* Begin *

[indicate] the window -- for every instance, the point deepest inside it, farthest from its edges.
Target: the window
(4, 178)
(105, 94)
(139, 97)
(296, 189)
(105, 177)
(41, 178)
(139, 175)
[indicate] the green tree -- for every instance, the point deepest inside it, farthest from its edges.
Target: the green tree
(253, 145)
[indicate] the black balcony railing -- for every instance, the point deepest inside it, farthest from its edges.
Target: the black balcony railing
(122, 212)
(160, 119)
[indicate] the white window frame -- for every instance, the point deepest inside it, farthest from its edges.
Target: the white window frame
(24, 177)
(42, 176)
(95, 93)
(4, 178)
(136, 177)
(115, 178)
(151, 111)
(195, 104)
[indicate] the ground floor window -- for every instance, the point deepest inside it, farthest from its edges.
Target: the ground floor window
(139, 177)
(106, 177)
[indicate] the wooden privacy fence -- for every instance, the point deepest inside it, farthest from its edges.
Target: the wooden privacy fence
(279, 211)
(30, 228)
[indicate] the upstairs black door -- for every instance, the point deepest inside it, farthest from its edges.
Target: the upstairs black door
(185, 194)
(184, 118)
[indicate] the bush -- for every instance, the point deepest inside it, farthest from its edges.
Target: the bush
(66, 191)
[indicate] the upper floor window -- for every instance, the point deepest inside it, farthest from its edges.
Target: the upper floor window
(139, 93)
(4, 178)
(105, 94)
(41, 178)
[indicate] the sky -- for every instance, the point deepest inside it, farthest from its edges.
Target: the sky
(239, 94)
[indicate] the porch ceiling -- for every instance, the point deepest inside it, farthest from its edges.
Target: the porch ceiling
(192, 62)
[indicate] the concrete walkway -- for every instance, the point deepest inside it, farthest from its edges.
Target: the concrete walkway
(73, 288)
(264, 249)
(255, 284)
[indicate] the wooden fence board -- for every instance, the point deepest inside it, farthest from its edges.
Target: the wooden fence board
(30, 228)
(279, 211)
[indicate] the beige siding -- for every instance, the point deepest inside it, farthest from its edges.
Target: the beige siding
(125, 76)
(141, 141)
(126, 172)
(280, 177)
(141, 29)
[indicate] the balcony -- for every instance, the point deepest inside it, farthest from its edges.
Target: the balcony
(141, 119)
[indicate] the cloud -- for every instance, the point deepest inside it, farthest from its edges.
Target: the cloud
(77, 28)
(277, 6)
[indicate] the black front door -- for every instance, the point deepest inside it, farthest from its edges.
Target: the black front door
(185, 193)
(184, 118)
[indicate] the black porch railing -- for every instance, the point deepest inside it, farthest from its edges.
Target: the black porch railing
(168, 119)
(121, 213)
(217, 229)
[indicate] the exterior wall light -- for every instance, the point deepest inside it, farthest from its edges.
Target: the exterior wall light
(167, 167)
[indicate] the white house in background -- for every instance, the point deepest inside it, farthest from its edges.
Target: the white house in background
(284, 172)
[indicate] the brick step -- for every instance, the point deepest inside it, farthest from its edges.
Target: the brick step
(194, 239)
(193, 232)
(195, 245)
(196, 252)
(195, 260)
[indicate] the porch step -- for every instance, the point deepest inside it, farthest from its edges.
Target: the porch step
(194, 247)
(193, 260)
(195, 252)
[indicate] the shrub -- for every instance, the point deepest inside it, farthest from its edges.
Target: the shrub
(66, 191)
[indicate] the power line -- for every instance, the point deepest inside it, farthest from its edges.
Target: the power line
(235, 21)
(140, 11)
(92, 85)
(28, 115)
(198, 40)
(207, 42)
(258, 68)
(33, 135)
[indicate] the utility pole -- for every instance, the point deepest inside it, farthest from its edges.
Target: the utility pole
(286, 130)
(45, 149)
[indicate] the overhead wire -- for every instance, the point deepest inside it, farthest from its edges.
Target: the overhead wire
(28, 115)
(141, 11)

* End *

• Aim of the exercise
Return, word for word, every line from the line with "[indicate] the porch step" to the final line of the data.

• Exercise solution
[indicate] the porch step -- for every instance, the point deepest inside it, farthest from its edges.
Target: the porch step
(194, 247)
(193, 260)
(195, 252)
[indicate] the shrub -- for every instance, the point deepest inside it, farthest from its edges.
Target: the shrub
(66, 191)
[indicate] the power line -- for every instance, the point deepest inside it, farthest from its edges.
Target: the power line
(235, 21)
(140, 11)
(92, 85)
(28, 115)
(198, 40)
(207, 42)
(258, 68)
(33, 135)
[indicate] the utility pole -- for every instance, the point deepest inside it, farthest from its edges.
Target: the utility pole
(286, 130)
(45, 149)
[indicate] the overhead wire -- for every instance, the point deepest inside it, farthest from its edges.
Target: the overhead wire
(28, 115)
(141, 11)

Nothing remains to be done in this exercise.